- **Zu prüfender Text**

::::

Insoweit kann der Antrag auf Zulassung der Berufung auch im Hinblick auf das Austauschmittel der Umplanung, die der Kläger im erstinstanzlichen Verfahren im November 2016 eingereicht hat, keinen Erfolg haben. Denn es ist Sache des Bauherrn, durch die Vorlage genehmigungsfähiger Pläne die (vollständige oder teilweise) Beseitigung abzuwehren (Decker in Simon/Busse, a.a.O., Art. 76 Rn. 250; vgl. BayVGH, B.v. 25.2.2004 – 9 CS 03.2450 – juris Rn. 27). Dies ist hier aber nicht der Fall, weil der Kläger – wie oben ausgeführt – von einer fehlerhaften Vorstellung der festgesetzten Bauweise ausgeht.
f) Der Kläger kann hinsichtlich der Vernichtung von Bausubstanz und der Kosten auch keinen Ermessensfehler geltend machen. Da das öffentliche Baurecht grundstücksbezogen ist, sind persönliche und wirtschaftliche Verhältnisse im Rahmen der Beseitigungsanordnung nicht zu prüfen (BayVGH, U.v. 9.5.2018 – 1 B 14.2215 – juris Rn. 41); ebenso spielt die Höhe der Beseitigungskosten hierfür keine Rolle (Decker in Simon/Busse, a.a.O., Art. 76 Rn. 245). Die Vernichtung baulicher Substanz ist der Beseitigung immanent; eine nur geringfügige Überschreitung baulicher Vorschriften, bei der die Verhältnismäßigkeit eine Rolle spielen könnte, liegt hier nicht vor (vgl. BayVGH, B.v. 26.9.2017 – 9 ZB 16.852 – juris Rn. 11).
g) Aus dem Zulassungsvorbringen ergeben sich auch keine Anhaltspunkte dafür, dass die Behörde entgegen den gesetzlichen Anforderungen systemwidrig gegen den Kläger vorgeht.
Beim Erlass von Beseitigungsanordnungen darf die Bauordnungsbehörde ihr Ermessen nicht ohne erkennbaren Grund unterschiedlich, systemwidrig oder planlos ausüben. Der Gleichheitssatz gebietet allerdings nicht, dass gegen unterschiedlich gelagerte Fälle in gleicher Weise vorgegangen werden muss. Geboten ist lediglich ein systemgerechtes Vorgehen, das auch vorliegt, wenn die Behörde gegen „Schwarzbauten“ gleichsam Schritt für Schritt vorgeht (vgl. BayVGH, U.v. 9.5.2018 – 1 B 14.2215 – juris Rn. 37). Zwar hat der Kläger in der Zulassungsbegründung zahlreiche Beispielsfälle aufgelistet, die behaupteten Verstöße gegen Bauplanungsrecht sind jedoch aus dem vorgelegten Lageplan nicht ohne weiteres zu ersehen und beschränken sich zudem auf die Festsetzung der Baugrenzen. Darüber hinaus liegt ein systemwidriges Vorgehen nicht schon dann vor, wenn die Bauaufsichtsbehörde nicht gleichzeitig gegen sämtliche baurechtswidrigen Zustände einschreitet (BayVGH, B.v. 10.6.2016 – 9 ZB 16.308 – juris Rn. 6). Angesichts der Erklärung des Vertreters des Landratsamts in der mündlichen Verhandlung vor dem Verwaltungsgericht am 23. Juni 2016 ist es auch nicht ersichtlich, dass das Landratsamt gegen die vom Kläger angeführten Bezugsfälle nicht vorgehen werde, wenn die Voraussetzungen hierfür vorliegen.

::::

- **Aufgaben**
1) An welchem Tag fand nach dem Text über die Beseitigungsanordnung die mündliche Verhandlung vor dem Verwaltungsgericht statt?
2) Setze den Text über die Beseitigungsanordnung im Anschluss an seinen letzten Satz fort.
Die Zeilen sind eigenständiges Material und gehören nicht zum Text über die Beseitigungsanordnung.

::::

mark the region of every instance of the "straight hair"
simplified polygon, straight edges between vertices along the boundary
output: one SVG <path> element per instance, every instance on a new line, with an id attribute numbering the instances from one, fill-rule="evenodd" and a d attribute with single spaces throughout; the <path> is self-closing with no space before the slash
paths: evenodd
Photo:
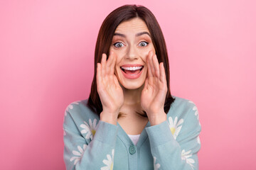
<path id="1" fill-rule="evenodd" d="M 124 5 L 114 10 L 104 20 L 100 27 L 96 42 L 94 76 L 87 104 L 88 106 L 99 115 L 102 111 L 102 105 L 97 91 L 97 63 L 100 63 L 103 53 L 107 55 L 107 60 L 110 45 L 112 44 L 114 31 L 117 26 L 122 22 L 127 21 L 134 18 L 139 18 L 145 22 L 151 34 L 151 38 L 156 50 L 156 55 L 159 62 L 164 63 L 168 89 L 164 103 L 164 112 L 166 114 L 171 108 L 171 103 L 175 100 L 175 98 L 174 98 L 171 95 L 169 64 L 166 45 L 159 24 L 158 23 L 154 14 L 146 7 L 137 5 Z M 146 112 L 142 112 L 143 113 L 140 112 L 137 113 L 142 116 L 147 117 Z M 119 117 L 120 117 L 121 115 L 119 113 Z"/>

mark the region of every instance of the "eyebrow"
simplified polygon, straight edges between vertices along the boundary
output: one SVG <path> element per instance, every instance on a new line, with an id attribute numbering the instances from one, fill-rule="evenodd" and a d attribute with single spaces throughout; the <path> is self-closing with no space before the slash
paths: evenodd
<path id="1" fill-rule="evenodd" d="M 147 34 L 149 37 L 151 37 L 151 36 L 150 36 L 150 34 L 149 34 L 148 32 L 146 32 L 146 31 L 137 33 L 137 34 L 135 35 L 135 36 L 136 36 L 136 37 L 139 37 L 139 36 L 141 36 L 141 35 L 144 35 L 144 34 Z M 121 34 L 121 33 L 114 33 L 114 35 L 118 35 L 118 36 L 120 36 L 120 37 L 126 38 L 125 35 Z"/>

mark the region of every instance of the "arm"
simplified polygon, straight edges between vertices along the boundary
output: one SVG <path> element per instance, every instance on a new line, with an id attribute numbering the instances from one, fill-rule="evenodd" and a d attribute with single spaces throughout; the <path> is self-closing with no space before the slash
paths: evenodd
<path id="1" fill-rule="evenodd" d="M 109 169 L 113 164 L 118 127 L 100 120 L 90 142 L 82 136 L 78 127 L 72 114 L 67 112 L 63 123 L 66 169 Z"/>
<path id="2" fill-rule="evenodd" d="M 169 118 L 170 122 L 175 122 L 175 118 Z M 199 121 L 192 108 L 183 121 L 180 120 L 175 125 L 177 132 L 181 127 L 178 135 L 175 134 L 174 129 L 170 129 L 173 126 L 168 120 L 146 128 L 156 169 L 198 169 L 197 153 L 201 148 L 198 135 L 201 130 Z"/>

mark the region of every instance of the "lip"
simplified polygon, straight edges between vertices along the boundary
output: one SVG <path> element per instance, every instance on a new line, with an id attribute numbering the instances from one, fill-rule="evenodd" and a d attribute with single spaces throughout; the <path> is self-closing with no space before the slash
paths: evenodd
<path id="1" fill-rule="evenodd" d="M 124 64 L 124 65 L 122 65 L 122 67 L 139 67 L 139 66 L 144 66 L 142 64 Z"/>
<path id="2" fill-rule="evenodd" d="M 126 74 L 122 69 L 122 67 L 142 67 L 142 69 L 139 72 L 139 74 Z M 144 65 L 142 64 L 124 64 L 124 65 L 122 65 L 120 67 L 120 69 L 121 69 L 121 72 L 123 74 L 124 76 L 127 79 L 138 79 L 140 75 L 142 74 L 142 71 L 143 71 L 143 69 L 144 69 Z"/>

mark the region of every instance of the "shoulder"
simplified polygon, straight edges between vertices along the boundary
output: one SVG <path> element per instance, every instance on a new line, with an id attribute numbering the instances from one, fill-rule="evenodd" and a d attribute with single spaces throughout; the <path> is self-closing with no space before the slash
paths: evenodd
<path id="1" fill-rule="evenodd" d="M 70 103 L 65 110 L 65 119 L 70 118 L 77 125 L 100 120 L 99 115 L 87 105 L 87 99 Z"/>
<path id="2" fill-rule="evenodd" d="M 171 104 L 167 113 L 167 119 L 169 121 L 178 121 L 179 120 L 189 119 L 197 121 L 198 120 L 198 111 L 196 104 L 191 100 L 173 96 L 175 100 Z"/>

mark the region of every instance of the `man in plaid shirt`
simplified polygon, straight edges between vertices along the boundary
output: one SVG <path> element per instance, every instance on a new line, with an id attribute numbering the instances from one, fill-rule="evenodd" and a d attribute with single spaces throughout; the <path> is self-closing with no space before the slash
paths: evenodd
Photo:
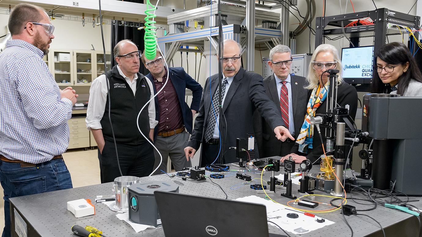
<path id="1" fill-rule="evenodd" d="M 72 187 L 61 154 L 78 95 L 59 89 L 43 57 L 54 27 L 42 8 L 23 4 L 9 18 L 12 40 L 0 54 L 0 182 L 5 227 L 11 236 L 9 198 Z"/>

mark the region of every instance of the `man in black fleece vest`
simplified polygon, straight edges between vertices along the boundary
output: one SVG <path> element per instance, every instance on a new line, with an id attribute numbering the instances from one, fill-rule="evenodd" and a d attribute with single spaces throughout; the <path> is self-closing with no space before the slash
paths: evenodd
<path id="1" fill-rule="evenodd" d="M 91 131 L 98 146 L 98 159 L 102 183 L 112 182 L 120 176 L 116 156 L 117 148 L 123 175 L 148 176 L 154 169 L 152 146 L 138 129 L 152 140 L 155 120 L 154 96 L 149 79 L 139 73 L 141 52 L 132 41 L 124 40 L 113 50 L 118 65 L 107 72 L 110 98 L 107 94 L 106 75 L 92 82 L 87 111 L 87 127 Z M 110 108 L 109 109 L 109 106 Z M 117 146 L 114 145 L 110 123 Z"/>

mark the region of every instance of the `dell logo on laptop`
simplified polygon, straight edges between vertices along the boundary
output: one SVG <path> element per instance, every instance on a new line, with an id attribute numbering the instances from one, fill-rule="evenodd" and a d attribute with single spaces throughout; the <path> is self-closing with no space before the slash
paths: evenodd
<path id="1" fill-rule="evenodd" d="M 205 227 L 205 231 L 211 235 L 215 235 L 218 233 L 217 229 L 212 226 L 208 226 Z"/>

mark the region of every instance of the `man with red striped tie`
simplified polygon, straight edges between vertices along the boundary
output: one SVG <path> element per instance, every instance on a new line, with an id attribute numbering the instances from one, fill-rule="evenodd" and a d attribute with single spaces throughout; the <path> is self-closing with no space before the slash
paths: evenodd
<path id="1" fill-rule="evenodd" d="M 290 73 L 293 61 L 290 48 L 279 45 L 270 51 L 268 65 L 274 73 L 264 79 L 267 94 L 279 108 L 281 118 L 295 139 L 299 135 L 306 110 L 308 90 L 306 79 Z M 272 129 L 265 119 L 257 113 L 254 115 L 254 130 L 261 158 L 289 154 L 294 141 L 284 142 L 271 135 Z"/>

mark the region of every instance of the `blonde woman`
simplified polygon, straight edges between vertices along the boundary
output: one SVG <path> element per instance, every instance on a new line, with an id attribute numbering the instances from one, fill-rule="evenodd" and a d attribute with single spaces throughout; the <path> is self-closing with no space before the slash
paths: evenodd
<path id="1" fill-rule="evenodd" d="M 316 114 L 325 113 L 328 102 L 327 97 L 329 88 L 329 69 L 337 69 L 340 72 L 338 75 L 338 85 L 337 103 L 340 106 L 349 105 L 349 114 L 354 119 L 357 108 L 357 93 L 355 88 L 343 81 L 341 79 L 341 62 L 338 51 L 334 46 L 329 44 L 322 44 L 315 49 L 311 59 L 308 73 L 306 77 L 309 89 L 309 100 L 303 124 L 300 129 L 296 144 L 292 149 L 291 154 L 282 158 L 281 161 L 292 156 L 296 163 L 300 163 L 305 159 L 313 163 L 323 154 L 322 142 L 317 132 L 314 131 L 314 126 L 309 119 Z M 321 129 L 321 134 L 325 145 L 325 129 Z"/>

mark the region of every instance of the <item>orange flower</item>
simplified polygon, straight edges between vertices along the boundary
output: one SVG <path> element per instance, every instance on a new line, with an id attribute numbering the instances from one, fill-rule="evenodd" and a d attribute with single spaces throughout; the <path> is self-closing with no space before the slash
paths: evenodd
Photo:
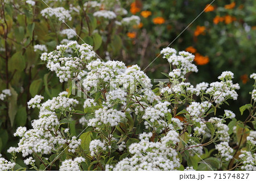
<path id="1" fill-rule="evenodd" d="M 145 18 L 147 18 L 151 15 L 151 11 L 141 11 L 141 15 Z"/>
<path id="2" fill-rule="evenodd" d="M 213 11 L 214 10 L 214 7 L 213 7 L 213 6 L 212 6 L 209 4 L 208 4 L 207 5 L 206 5 L 205 10 L 204 10 L 204 12 L 210 12 L 210 11 Z"/>
<path id="3" fill-rule="evenodd" d="M 243 84 L 246 84 L 249 81 L 247 74 L 243 74 L 240 77 L 241 79 Z"/>
<path id="4" fill-rule="evenodd" d="M 135 14 L 141 11 L 141 9 L 137 6 L 136 2 L 134 2 L 131 4 L 131 9 L 130 11 L 133 14 Z"/>
<path id="5" fill-rule="evenodd" d="M 236 2 L 232 2 L 229 5 L 225 5 L 224 7 L 225 7 L 225 9 L 226 9 L 227 10 L 229 10 L 229 9 L 230 10 L 230 9 L 233 9 L 235 6 L 236 6 Z"/>
<path id="6" fill-rule="evenodd" d="M 154 24 L 163 24 L 164 23 L 166 20 L 163 17 L 156 17 L 153 19 L 153 23 Z"/>
<path id="7" fill-rule="evenodd" d="M 209 62 L 209 57 L 208 56 L 203 56 L 197 53 L 195 56 L 195 61 L 199 65 L 203 65 Z"/>
<path id="8" fill-rule="evenodd" d="M 215 24 L 217 24 L 219 22 L 222 22 L 224 20 L 224 18 L 223 17 L 216 16 L 214 18 L 213 18 L 213 23 L 214 23 Z"/>
<path id="9" fill-rule="evenodd" d="M 204 31 L 205 30 L 205 27 L 204 26 L 197 26 L 196 29 L 195 31 L 194 35 L 197 36 L 200 34 L 204 34 Z"/>
<path id="10" fill-rule="evenodd" d="M 171 25 L 168 24 L 167 28 L 168 30 L 170 30 L 172 28 L 172 27 Z"/>
<path id="11" fill-rule="evenodd" d="M 233 18 L 230 15 L 226 15 L 224 16 L 225 23 L 231 23 L 233 20 Z"/>
<path id="12" fill-rule="evenodd" d="M 133 26 L 133 28 L 134 28 L 134 29 L 138 29 L 138 28 L 142 28 L 143 26 L 143 23 L 139 23 L 139 24 L 135 24 Z"/>
<path id="13" fill-rule="evenodd" d="M 129 32 L 127 33 L 127 36 L 128 36 L 130 39 L 134 39 L 136 37 L 136 32 Z"/>
<path id="14" fill-rule="evenodd" d="M 186 50 L 187 52 L 190 52 L 191 53 L 195 53 L 196 52 L 196 49 L 195 49 L 192 46 L 188 47 L 188 48 L 187 48 L 185 49 L 185 50 Z"/>

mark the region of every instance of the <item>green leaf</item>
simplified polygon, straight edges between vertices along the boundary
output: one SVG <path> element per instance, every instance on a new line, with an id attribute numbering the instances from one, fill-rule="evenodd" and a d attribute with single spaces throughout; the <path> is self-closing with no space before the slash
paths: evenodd
<path id="1" fill-rule="evenodd" d="M 187 113 L 188 113 L 188 111 L 187 111 L 187 110 L 183 110 L 180 111 L 180 112 L 179 112 L 176 115 L 177 116 L 177 115 L 181 115 L 181 114 L 185 114 Z"/>
<path id="2" fill-rule="evenodd" d="M 190 134 L 190 133 L 191 133 L 191 126 L 188 126 L 187 128 L 188 129 L 188 134 Z"/>
<path id="3" fill-rule="evenodd" d="M 101 45 L 102 39 L 98 33 L 95 33 L 93 36 L 93 50 L 97 50 Z"/>
<path id="4" fill-rule="evenodd" d="M 30 87 L 30 92 L 32 97 L 38 94 L 42 82 L 40 78 L 32 82 Z"/>
<path id="5" fill-rule="evenodd" d="M 25 171 L 26 169 L 25 167 L 23 167 L 20 165 L 16 163 L 13 170 L 15 171 Z"/>
<path id="6" fill-rule="evenodd" d="M 90 131 L 84 133 L 79 137 L 79 138 L 81 140 L 81 147 L 85 150 L 86 154 L 89 152 L 89 147 L 90 146 L 90 142 L 92 141 L 92 133 Z"/>
<path id="7" fill-rule="evenodd" d="M 35 23 L 32 23 L 27 26 L 27 32 L 28 33 L 28 36 L 30 37 L 30 40 L 32 40 L 33 36 L 33 31 L 35 28 Z"/>
<path id="8" fill-rule="evenodd" d="M 44 74 L 44 87 L 45 87 L 44 90 L 46 90 L 46 94 L 47 94 L 47 95 L 49 97 L 51 97 L 51 93 L 49 91 L 49 89 L 48 88 L 48 82 L 47 82 L 48 76 L 49 76 L 49 74 L 50 74 L 50 73 L 49 72 L 48 74 Z"/>
<path id="9" fill-rule="evenodd" d="M 24 127 L 27 123 L 27 111 L 26 107 L 20 107 L 18 109 L 15 116 L 15 124 L 18 127 Z"/>
<path id="10" fill-rule="evenodd" d="M 212 135 L 212 137 L 214 134 L 215 129 L 214 127 L 212 125 L 211 123 L 206 123 L 205 124 L 207 125 L 207 128 L 209 129 L 209 130 L 210 131 L 210 134 Z"/>
<path id="11" fill-rule="evenodd" d="M 9 115 L 10 121 L 11 121 L 11 125 L 13 127 L 14 123 L 14 119 L 17 113 L 18 94 L 11 86 L 9 86 L 9 89 L 11 90 L 11 96 L 10 98 L 8 115 Z"/>
<path id="12" fill-rule="evenodd" d="M 9 70 L 14 71 L 15 70 L 22 71 L 26 68 L 26 62 L 21 52 L 14 53 L 8 61 Z"/>
<path id="13" fill-rule="evenodd" d="M 8 142 L 8 132 L 6 130 L 0 129 L 0 140 L 1 140 L 2 144 L 2 149 L 3 149 L 6 146 Z M 0 148 L 0 152 L 1 149 Z"/>
<path id="14" fill-rule="evenodd" d="M 200 163 L 204 163 L 210 169 L 210 170 L 216 170 L 218 168 L 220 160 L 214 157 L 210 157 L 200 162 Z"/>
<path id="15" fill-rule="evenodd" d="M 123 154 L 122 154 L 120 157 L 119 158 L 119 160 L 121 161 L 122 159 L 123 159 L 123 158 L 126 158 L 128 155 L 129 155 L 129 153 L 123 153 Z"/>
<path id="16" fill-rule="evenodd" d="M 251 104 L 247 104 L 243 105 L 243 106 L 240 107 L 239 110 L 240 110 L 241 115 L 242 115 L 243 113 L 243 111 L 245 111 L 246 110 L 249 110 L 250 108 L 252 107 L 253 105 L 251 105 Z"/>
<path id="17" fill-rule="evenodd" d="M 88 45 L 93 45 L 93 40 L 90 36 L 86 36 L 84 39 L 84 42 L 87 43 Z"/>
<path id="18" fill-rule="evenodd" d="M 231 134 L 233 133 L 233 128 L 237 124 L 237 120 L 234 118 L 232 119 L 232 120 L 229 122 L 229 123 L 228 124 L 228 127 L 229 127 L 229 131 L 228 133 L 229 134 Z"/>
<path id="19" fill-rule="evenodd" d="M 164 75 L 166 77 L 167 77 L 168 78 L 170 77 L 169 75 L 167 74 L 167 73 L 163 73 L 163 72 L 161 72 L 161 74 L 162 74 L 163 75 Z"/>
<path id="20" fill-rule="evenodd" d="M 130 145 L 131 145 L 134 142 L 139 142 L 139 141 L 137 139 L 132 138 L 129 138 L 128 140 L 128 141 L 126 142 L 127 148 L 128 149 L 129 148 Z"/>
<path id="21" fill-rule="evenodd" d="M 2 151 L 2 149 L 3 148 L 2 146 L 3 146 L 3 143 L 2 142 L 1 138 L 0 138 L 0 152 Z"/>

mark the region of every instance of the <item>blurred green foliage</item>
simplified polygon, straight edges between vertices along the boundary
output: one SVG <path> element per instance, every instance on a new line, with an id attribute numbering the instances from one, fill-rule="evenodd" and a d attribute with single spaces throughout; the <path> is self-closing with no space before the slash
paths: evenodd
<path id="1" fill-rule="evenodd" d="M 37 117 L 38 110 L 27 107 L 32 97 L 41 94 L 48 99 L 68 87 L 65 83 L 60 84 L 56 75 L 46 69 L 40 60 L 42 52 L 34 51 L 34 46 L 46 45 L 48 52 L 53 50 L 66 38 L 60 32 L 69 27 L 79 36 L 72 40 L 93 45 L 104 59 L 107 51 L 112 59 L 128 65 L 138 64 L 142 70 L 146 68 L 152 78 L 164 78 L 160 72 L 169 70 L 166 60 L 160 57 L 154 60 L 162 48 L 171 43 L 170 47 L 179 50 L 192 46 L 197 53 L 208 56 L 209 61 L 199 65 L 199 73 L 190 75 L 190 82 L 212 82 L 221 72 L 230 70 L 235 75 L 234 82 L 240 83 L 241 89 L 238 101 L 230 109 L 238 115 L 238 107 L 249 102 L 252 82 L 248 77 L 256 70 L 255 1 L 216 0 L 212 4 L 214 10 L 209 12 L 203 11 L 211 1 L 121 1 L 110 6 L 113 9 L 117 6 L 125 7 L 128 16 L 133 14 L 139 16 L 142 24 L 131 27 L 116 26 L 115 19 L 106 22 L 97 19 L 93 15 L 97 10 L 85 7 L 88 1 L 84 0 L 48 1 L 51 7 L 80 9 L 71 11 L 72 19 L 65 23 L 53 16 L 46 19 L 40 11 L 47 5 L 42 1 L 35 1 L 36 5 L 31 6 L 26 1 L 1 0 L 0 90 L 10 89 L 12 95 L 0 100 L 0 152 L 17 142 L 12 134 L 18 127 L 29 128 L 30 121 Z M 232 2 L 236 3 L 234 7 L 225 7 Z M 137 7 L 135 13 L 130 6 L 132 3 Z M 151 13 L 147 18 L 141 14 L 146 10 Z M 233 19 L 229 23 L 223 20 L 215 24 L 216 16 Z M 157 17 L 163 18 L 164 22 L 156 24 L 154 18 Z M 121 19 L 122 16 L 116 18 Z M 204 30 L 195 36 L 199 26 Z M 135 37 L 128 37 L 128 32 L 135 33 Z"/>

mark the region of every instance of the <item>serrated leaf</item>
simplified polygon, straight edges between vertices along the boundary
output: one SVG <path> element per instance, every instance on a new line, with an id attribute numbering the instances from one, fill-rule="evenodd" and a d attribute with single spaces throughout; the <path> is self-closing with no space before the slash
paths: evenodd
<path id="1" fill-rule="evenodd" d="M 242 115 L 243 113 L 243 111 L 245 111 L 246 110 L 249 110 L 250 108 L 252 107 L 253 105 L 251 104 L 247 104 L 245 105 L 243 105 L 243 106 L 240 107 L 239 108 L 239 110 L 240 111 L 241 115 Z"/>
<path id="2" fill-rule="evenodd" d="M 10 98 L 8 115 L 9 116 L 10 121 L 11 121 L 11 125 L 13 127 L 14 123 L 14 119 L 15 117 L 16 113 L 17 113 L 18 94 L 11 86 L 9 86 L 9 89 L 11 91 L 11 96 Z"/>
<path id="3" fill-rule="evenodd" d="M 8 61 L 9 70 L 14 71 L 15 70 L 23 71 L 26 68 L 26 62 L 21 52 L 14 53 Z"/>
<path id="4" fill-rule="evenodd" d="M 228 127 L 229 127 L 229 134 L 233 133 L 233 128 L 237 124 L 237 120 L 236 119 L 233 119 L 229 123 Z"/>
<path id="5" fill-rule="evenodd" d="M 179 112 L 176 115 L 177 116 L 177 115 L 181 115 L 181 114 L 185 114 L 187 113 L 188 113 L 188 111 L 187 110 L 183 110 L 180 111 L 180 112 Z"/>
<path id="6" fill-rule="evenodd" d="M 167 73 L 163 73 L 163 72 L 161 72 L 161 74 L 162 74 L 163 75 L 165 75 L 166 77 L 167 77 L 168 78 L 170 77 L 169 75 L 167 74 Z"/>
<path id="7" fill-rule="evenodd" d="M 139 140 L 137 140 L 135 138 L 130 138 L 126 142 L 126 147 L 128 149 L 129 148 L 130 145 L 131 145 L 132 144 L 133 144 L 134 142 L 139 142 Z"/>
<path id="8" fill-rule="evenodd" d="M 38 94 L 42 82 L 43 81 L 40 78 L 32 82 L 30 87 L 30 93 L 32 97 L 34 97 Z"/>
<path id="9" fill-rule="evenodd" d="M 19 165 L 19 164 L 18 164 L 16 163 L 13 169 L 13 170 L 15 171 L 25 171 L 26 169 L 25 167 L 22 167 L 20 165 Z"/>
<path id="10" fill-rule="evenodd" d="M 33 31 L 34 29 L 35 28 L 35 23 L 33 22 L 31 24 L 29 24 L 27 26 L 27 32 L 28 33 L 28 36 L 30 37 L 30 40 L 32 40 L 32 37 L 33 36 Z"/>
<path id="11" fill-rule="evenodd" d="M 97 50 L 101 45 L 102 39 L 98 33 L 95 33 L 93 35 L 93 50 Z"/>
<path id="12" fill-rule="evenodd" d="M 27 123 L 27 111 L 26 107 L 20 107 L 17 110 L 15 116 L 15 124 L 18 127 L 23 127 Z"/>
<path id="13" fill-rule="evenodd" d="M 210 135 L 212 135 L 212 137 L 213 136 L 215 132 L 214 127 L 212 125 L 211 123 L 206 123 L 205 124 L 207 125 L 207 128 L 209 129 L 209 130 L 210 132 Z"/>
<path id="14" fill-rule="evenodd" d="M 92 141 L 92 132 L 85 132 L 81 134 L 79 138 L 81 139 L 81 147 L 85 151 L 86 154 L 89 152 L 90 142 Z"/>
<path id="15" fill-rule="evenodd" d="M 48 82 L 47 82 L 48 76 L 49 76 L 49 74 L 50 74 L 50 73 L 49 72 L 48 73 L 44 74 L 44 87 L 45 87 L 44 89 L 46 90 L 46 94 L 47 94 L 47 95 L 49 97 L 51 97 L 51 93 L 49 91 L 49 89 L 48 88 Z"/>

::::

- **Lösungen**
1) Am 23. Juni 2016.

2)
2. Die Rechtssache weist keine besonderen tatsächlichen oder rechtlichen Schwierigkeiten auf (§ 124 Abs. 2 Nr. 2 VwGO).
Die in der Zulassungsbegründung aufgeworfenen Fragen lassen sich nach den obigen Ausführungen, soweit sie entscheidungserheblich sind, ohne weiteres und mit zweifelsfreiem Ergebnis im Zulassungsverfahren klären. Besondere Schwierigkeiten im Sinne offener Erfolgsaussichten eines Berufungsverfahrens legt das Zulassungsvorbringen nicht dar. Allein die unterschiedliche Bewertung des vorliegenden Sachverhalts durch das Verwaltungsgericht und den Kläger machen die Sache nicht tatsächlich oder rechtlich schwierig (vgl. BayVGH, B.v. 24.5.2018 – 9 ZB 16.321 – juris Rn. 20)
Die Kostenentscheidung folgt aus § 154 Abs. 2 VwGO. Da die Beigeladene im Zulassungsverfahren keinen Beitrag geleistet hat, entspricht es der Billigkeit, dass sie ihre außergerichtlichen Kosten selbst trägt (§ 162 Abs. 3 VwGO).
Die Streitwertfestsetzung ergibt sich aus § 47 Abs. 3, § 52 Abs. 1 GKG; sie folgt der Festsetzung des Verwaltungsgerichts, gegen die keine Einwendungen erhoben wurden.
Dieser Beschluss ist unanfechtbar (§ 152 Abs. 1 VwGO). Mit der Ablehnung des Antrags auf Zulassung der Berufung wird das angefochtene Urteil rechtskräftig (§ 124a Abs. 5 Satz 4 VwGO).